Cinta adalah tema universal yang telah menjadi bahan diskusi dalam filsafat, psikologi, dan seni selama berabad-abad. Dalam karya Erich Fromm, seorang filsuf dan psikolog sosial, cinta tidak hanya dipahami sebagai emosi spontan tetapi juga sebagai seni yang membutuhkan latihan, dedikasi, dan pemahaman mendalam. Melalui bukunya yang terkenal, The Art of Loving, Fromm mengajarkan bahwa cinta sejati memerlukan kemampuan untuk memberi, memahami, dan menerima, sekaligus menuntut usaha sadar untuk berkembang sebagai individu yang mencintai.
      Fromm menyatakan bahwa cinta terdiri dari empat elemen utama: perhatian (care), tanggung jawab (responsibility), penghormatan (respect), dan pemahaman (knowledge). Elemen-elemen ini, menurutnya, adalah dasar bagi cinta yang otentik dan sehat. Cinta bukanlah sesuatu yang datang secara pasif, melainkan sesuatu yang harus diusahakan secara aktif. Hal ini sejalan dengan konsep Abraham Maslow, yang menyebutkan bahwa cinta adalah kebutuhan psikologis yang berkembang setelah kebutuhan dasar manusia terpenuhi. Dalam konteks ini, Fromm dan Maslow sama-sama melihat cinta sebagai komponen penting dalam aktualisasi diri.
      Salah satu konsep unik Fromm adalah pandangannya bahwa cinta tidak dapat dipisahkan dari kebebasan. Ia menyatakan bahwa cinta sejati tidak melibatkan dominasi atau ketergantungan, tetapi justru menghargai individualitas kedua belah pihak. Perspektif ini dapat dibandingkan dengan teori Carl Rogers, yang menekankan pentingnya penerimaan tanpa syarat (unconditional positive regard) dalam hubungan yang sehat. Bagi Rogers, seperti halnya Fromm, hubungan cinta yang mendalam hanya dapat terjadi jika setiap individu merasa bebas untuk menjadi dirinya sendiri.
      Fromm juga mengkritik pandangan materialistis dan individualistis dalam masyarakat modern yang sering kali menganggap cinta sebagai sesuatu yang instan atau berbasis kebutuhan. Sebaliknya, ia percaya bahwa cinta adalah bentuk keberadaan yang aktif dan kreatif. Ini sejalan dengan pandangan Victor Frankl, yang berpendapat bahwa cinta adalah salah satu cara utama bagi manusia untuk menemukan makna hidup. Bagi Fromm, cinta yang sejati membawa makna dan kebahagiaan yang melampaui kepuasan diri semata.

# [Data Tercatat]
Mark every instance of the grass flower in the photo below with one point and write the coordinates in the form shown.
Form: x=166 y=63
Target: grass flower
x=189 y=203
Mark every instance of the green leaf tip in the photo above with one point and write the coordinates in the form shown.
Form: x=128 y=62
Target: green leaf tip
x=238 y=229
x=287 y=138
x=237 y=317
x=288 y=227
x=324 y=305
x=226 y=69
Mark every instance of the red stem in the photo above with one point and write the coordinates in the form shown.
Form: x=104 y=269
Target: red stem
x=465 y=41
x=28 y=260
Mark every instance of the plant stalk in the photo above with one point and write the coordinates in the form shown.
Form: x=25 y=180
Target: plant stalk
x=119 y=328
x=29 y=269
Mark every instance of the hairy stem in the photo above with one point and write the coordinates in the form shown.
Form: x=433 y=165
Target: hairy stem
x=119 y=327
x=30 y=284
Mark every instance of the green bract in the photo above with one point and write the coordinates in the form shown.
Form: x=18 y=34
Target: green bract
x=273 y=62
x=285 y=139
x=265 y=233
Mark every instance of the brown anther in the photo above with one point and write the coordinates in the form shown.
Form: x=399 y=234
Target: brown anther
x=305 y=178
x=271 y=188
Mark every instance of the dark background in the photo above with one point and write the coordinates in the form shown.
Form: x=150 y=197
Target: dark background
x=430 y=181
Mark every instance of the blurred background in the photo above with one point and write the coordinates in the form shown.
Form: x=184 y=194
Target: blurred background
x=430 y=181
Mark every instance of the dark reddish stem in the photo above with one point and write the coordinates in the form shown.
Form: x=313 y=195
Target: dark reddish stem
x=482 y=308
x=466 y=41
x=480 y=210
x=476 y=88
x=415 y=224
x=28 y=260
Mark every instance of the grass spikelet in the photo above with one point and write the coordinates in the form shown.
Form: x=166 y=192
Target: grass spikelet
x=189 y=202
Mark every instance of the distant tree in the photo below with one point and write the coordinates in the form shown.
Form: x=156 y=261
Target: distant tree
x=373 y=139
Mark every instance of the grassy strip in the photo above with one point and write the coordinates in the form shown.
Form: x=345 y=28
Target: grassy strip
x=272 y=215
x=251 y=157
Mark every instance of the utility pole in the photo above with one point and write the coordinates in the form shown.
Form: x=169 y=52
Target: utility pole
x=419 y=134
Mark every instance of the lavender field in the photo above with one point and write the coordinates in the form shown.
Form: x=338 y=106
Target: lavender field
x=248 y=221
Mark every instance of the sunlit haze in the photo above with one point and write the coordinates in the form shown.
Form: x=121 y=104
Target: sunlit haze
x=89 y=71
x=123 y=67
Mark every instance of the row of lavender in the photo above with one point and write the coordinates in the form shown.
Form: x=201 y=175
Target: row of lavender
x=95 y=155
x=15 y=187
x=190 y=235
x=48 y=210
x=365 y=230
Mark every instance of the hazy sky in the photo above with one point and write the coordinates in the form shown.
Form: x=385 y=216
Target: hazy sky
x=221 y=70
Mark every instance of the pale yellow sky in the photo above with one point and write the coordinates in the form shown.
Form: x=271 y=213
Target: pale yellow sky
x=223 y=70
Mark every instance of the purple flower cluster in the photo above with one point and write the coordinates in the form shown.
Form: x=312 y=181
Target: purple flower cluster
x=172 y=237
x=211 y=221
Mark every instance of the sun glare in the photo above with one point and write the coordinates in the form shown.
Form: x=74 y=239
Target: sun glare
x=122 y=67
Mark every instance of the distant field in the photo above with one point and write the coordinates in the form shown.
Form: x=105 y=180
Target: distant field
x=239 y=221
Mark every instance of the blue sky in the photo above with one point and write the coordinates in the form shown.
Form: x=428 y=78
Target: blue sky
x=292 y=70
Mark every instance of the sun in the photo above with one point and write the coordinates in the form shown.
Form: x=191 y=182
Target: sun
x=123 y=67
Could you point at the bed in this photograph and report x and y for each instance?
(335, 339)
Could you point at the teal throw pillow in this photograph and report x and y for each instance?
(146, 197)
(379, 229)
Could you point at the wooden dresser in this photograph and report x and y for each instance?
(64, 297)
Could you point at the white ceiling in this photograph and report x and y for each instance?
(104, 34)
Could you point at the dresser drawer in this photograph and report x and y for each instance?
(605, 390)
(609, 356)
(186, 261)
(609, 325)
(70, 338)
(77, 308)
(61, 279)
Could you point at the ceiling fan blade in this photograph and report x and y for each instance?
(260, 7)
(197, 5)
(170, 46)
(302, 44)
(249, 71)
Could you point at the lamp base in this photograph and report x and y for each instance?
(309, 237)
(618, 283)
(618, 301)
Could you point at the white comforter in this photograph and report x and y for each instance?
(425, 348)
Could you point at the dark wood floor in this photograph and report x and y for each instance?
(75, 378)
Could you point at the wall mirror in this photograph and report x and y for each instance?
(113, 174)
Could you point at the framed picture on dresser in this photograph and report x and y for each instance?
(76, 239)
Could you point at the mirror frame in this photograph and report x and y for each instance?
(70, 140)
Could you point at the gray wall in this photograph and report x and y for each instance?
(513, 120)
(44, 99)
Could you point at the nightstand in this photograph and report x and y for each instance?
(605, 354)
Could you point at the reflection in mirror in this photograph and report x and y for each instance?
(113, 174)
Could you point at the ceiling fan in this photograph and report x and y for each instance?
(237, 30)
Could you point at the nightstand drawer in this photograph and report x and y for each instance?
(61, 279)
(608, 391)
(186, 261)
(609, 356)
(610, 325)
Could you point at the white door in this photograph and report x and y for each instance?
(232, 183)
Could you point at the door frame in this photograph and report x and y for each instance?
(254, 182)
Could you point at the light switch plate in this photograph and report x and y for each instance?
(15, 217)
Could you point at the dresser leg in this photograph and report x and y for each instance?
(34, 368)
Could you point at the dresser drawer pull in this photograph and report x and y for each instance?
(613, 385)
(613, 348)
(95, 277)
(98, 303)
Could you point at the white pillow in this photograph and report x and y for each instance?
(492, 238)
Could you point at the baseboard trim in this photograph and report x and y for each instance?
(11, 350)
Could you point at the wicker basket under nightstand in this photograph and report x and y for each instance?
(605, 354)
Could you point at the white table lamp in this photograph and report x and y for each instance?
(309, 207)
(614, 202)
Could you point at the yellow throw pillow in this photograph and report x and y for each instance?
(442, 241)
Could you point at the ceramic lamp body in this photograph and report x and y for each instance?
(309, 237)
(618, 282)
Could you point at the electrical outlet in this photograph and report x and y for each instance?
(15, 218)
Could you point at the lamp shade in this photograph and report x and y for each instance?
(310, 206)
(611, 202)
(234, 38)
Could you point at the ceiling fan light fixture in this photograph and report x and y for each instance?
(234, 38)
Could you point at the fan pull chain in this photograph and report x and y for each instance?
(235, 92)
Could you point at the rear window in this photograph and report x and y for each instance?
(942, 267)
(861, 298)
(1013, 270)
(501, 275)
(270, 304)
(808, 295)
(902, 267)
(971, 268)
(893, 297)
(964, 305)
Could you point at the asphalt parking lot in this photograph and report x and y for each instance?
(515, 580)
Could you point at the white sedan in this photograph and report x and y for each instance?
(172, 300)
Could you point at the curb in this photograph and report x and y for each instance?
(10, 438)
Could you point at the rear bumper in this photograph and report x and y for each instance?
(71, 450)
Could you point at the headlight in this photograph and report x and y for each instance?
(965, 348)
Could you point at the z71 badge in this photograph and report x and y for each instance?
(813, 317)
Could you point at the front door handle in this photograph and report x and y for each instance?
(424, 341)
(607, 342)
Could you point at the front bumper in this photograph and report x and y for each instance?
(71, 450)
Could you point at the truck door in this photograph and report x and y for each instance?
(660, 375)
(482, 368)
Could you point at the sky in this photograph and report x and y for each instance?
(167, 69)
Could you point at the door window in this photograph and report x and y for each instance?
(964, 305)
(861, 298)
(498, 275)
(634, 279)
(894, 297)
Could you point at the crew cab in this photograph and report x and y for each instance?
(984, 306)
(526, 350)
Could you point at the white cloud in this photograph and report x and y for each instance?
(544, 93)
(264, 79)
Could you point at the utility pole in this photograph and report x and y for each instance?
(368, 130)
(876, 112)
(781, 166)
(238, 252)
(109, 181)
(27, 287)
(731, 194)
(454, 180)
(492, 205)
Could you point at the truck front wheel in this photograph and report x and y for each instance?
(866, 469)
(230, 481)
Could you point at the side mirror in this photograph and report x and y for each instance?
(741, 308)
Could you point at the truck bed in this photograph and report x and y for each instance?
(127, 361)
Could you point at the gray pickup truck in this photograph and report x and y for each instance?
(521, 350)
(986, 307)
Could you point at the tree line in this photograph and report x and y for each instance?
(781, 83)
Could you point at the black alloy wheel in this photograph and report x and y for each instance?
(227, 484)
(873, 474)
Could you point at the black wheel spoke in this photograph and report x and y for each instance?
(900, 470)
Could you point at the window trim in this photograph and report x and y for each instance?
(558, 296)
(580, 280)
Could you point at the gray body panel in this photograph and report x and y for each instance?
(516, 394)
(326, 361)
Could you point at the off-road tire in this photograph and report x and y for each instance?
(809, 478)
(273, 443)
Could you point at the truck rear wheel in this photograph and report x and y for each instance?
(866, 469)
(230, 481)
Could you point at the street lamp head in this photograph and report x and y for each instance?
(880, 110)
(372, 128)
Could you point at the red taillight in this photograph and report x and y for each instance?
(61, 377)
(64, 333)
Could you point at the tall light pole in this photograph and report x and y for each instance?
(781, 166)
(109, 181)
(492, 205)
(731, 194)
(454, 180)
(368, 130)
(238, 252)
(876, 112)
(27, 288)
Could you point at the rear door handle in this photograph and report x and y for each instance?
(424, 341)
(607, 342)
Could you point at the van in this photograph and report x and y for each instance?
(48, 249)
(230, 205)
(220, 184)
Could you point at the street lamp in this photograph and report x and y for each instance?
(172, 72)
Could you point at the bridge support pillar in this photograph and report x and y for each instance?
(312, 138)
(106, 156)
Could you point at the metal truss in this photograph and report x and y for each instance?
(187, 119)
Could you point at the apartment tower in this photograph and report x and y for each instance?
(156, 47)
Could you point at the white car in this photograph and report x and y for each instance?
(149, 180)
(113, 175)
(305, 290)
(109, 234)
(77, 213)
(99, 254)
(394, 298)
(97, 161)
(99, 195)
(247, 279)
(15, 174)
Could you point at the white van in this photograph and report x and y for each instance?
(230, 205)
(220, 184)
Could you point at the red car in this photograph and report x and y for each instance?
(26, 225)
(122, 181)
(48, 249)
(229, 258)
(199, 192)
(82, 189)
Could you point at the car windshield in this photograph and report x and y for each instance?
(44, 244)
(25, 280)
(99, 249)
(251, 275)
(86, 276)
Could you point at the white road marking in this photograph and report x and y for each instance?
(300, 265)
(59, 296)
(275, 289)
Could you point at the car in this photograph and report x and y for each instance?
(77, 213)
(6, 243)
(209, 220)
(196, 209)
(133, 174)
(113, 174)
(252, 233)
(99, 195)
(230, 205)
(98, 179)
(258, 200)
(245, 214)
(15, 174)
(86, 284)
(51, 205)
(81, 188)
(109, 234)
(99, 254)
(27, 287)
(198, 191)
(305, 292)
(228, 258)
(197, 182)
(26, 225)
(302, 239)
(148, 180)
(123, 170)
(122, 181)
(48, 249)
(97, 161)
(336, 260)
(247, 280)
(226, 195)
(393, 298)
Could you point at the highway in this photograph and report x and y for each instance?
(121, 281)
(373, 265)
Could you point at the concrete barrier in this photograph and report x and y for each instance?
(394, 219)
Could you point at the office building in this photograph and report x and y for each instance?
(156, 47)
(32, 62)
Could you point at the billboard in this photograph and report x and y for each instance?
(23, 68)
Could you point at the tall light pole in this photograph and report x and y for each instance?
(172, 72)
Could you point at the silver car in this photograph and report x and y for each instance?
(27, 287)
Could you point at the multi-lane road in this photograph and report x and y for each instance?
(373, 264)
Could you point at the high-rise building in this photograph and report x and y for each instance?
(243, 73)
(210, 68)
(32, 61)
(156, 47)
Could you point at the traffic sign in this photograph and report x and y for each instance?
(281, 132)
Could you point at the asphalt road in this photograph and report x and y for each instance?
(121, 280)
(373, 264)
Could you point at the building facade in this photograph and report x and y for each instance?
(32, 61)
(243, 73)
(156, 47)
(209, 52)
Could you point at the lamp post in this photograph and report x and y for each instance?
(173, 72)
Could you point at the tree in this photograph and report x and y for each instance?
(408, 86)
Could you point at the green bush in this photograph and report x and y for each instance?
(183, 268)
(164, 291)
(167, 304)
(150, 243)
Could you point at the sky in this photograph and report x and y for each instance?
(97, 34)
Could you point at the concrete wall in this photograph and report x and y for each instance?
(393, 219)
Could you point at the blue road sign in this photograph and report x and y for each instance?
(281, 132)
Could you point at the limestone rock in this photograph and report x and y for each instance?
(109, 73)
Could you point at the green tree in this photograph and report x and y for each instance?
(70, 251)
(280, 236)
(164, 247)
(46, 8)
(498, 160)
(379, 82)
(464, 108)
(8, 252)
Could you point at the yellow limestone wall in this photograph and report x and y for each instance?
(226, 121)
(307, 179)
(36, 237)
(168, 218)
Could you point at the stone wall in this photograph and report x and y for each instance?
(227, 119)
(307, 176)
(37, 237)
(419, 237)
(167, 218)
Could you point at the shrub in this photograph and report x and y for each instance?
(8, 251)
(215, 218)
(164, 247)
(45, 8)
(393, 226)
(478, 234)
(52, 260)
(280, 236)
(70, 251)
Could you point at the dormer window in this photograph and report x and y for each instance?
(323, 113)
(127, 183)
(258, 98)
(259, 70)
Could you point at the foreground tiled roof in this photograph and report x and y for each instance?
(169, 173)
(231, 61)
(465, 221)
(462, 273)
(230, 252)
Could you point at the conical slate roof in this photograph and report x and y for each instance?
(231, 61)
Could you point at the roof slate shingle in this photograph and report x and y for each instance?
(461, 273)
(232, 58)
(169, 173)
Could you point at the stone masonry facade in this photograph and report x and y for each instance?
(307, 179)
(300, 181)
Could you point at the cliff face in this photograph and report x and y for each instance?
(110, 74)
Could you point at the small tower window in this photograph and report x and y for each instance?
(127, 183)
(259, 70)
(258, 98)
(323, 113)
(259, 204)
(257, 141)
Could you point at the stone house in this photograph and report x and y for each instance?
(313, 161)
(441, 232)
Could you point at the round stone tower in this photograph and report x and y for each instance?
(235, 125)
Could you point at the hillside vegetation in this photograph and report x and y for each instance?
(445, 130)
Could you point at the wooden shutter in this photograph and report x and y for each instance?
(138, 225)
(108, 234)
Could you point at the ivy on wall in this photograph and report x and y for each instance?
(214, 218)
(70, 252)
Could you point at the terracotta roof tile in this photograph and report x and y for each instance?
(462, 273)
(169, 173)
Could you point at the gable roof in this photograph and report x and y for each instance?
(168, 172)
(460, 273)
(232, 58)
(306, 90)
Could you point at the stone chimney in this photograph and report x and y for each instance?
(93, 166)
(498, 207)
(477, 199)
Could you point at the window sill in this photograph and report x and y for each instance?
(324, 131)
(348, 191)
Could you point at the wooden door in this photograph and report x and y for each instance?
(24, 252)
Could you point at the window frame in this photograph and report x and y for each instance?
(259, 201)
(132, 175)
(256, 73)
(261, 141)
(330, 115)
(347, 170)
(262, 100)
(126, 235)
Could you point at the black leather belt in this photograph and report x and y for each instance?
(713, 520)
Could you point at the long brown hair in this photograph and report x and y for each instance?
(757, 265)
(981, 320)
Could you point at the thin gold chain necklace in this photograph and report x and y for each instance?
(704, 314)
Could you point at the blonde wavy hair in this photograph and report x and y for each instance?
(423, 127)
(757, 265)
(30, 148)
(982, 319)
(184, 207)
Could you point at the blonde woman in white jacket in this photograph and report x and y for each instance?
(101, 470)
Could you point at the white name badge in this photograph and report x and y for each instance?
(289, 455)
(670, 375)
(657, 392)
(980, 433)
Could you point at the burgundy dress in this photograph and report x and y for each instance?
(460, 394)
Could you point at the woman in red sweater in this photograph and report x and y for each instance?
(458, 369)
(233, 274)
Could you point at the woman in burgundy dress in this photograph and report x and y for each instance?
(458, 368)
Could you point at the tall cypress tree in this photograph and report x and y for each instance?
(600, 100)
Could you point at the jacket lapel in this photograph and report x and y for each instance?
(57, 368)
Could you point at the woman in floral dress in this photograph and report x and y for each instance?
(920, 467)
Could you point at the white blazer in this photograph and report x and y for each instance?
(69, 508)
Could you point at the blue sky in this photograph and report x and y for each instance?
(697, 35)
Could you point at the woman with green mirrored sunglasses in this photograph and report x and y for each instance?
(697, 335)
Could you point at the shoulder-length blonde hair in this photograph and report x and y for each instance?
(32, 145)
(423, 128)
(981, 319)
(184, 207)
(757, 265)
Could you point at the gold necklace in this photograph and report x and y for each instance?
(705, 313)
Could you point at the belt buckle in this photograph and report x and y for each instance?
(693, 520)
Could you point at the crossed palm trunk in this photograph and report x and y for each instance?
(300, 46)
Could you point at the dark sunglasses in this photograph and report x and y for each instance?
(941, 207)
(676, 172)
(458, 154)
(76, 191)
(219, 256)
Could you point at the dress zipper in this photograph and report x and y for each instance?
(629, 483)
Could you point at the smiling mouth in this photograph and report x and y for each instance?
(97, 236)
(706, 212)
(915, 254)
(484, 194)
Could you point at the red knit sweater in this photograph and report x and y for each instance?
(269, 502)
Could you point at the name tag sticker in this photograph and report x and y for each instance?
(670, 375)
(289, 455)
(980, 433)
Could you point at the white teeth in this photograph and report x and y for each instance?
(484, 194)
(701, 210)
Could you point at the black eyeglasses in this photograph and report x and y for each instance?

# [Soal Latihan]
- a) Bagaimana ringkasan teks tentang pandangan Erich Fromm mengenai cinta dalam dua kalimat?
- b) Apakah setiap pernyataan berikut sesuai dengan teks tentang pandangan Erich Fromm mengenai cinta? Jawab ya atau tidak, lalu kutip kata-kata teks yang menentukan. (i) Maslow menyebut cinta sebagai kebutuhan psikologis yang berkembang sebelum kebutuhan dasar manusia terpenuhi. (ii) Fromm menyatakan bahwa cinta sejati tidak melibatkan dominasi atau ketergantungan. (iii) Victor Frankl berpendapat bahwa cinta adalah salah satu cara utama bagi manusia untuk menemukan makna hidup.

# [Jawaban Soal]
- a) Erich Fromm memandang cinta bukan hanya sebagai emosi spontan, melainkan sebagai seni yang membutuhkan latihan, dedikasi, dan pemahaman mendalam, dengan empat elemen utama: perhatian, tanggung jawab, penghormatan, dan pemahaman. Menurutnya, cinta harus diusahakan secara aktif, menghargai individualitas kedua belah pihak tanpa dominasi atau ketergantungan, serta membawa makna dan kebahagiaan yang melampaui kepuasan diri semata.

- b)
(i) Tidak: "cinta adalah kebutuhan psikologis yang berkembang setelah kebutuhan dasar manusia terpenuhi"
(ii) Ya: "cinta sejati tidak melibatkan dominasi atau ketergantungan"
(iii) Ya: "cinta adalah salah satu cara utama bagi manusia untuk menemukan makna hidup"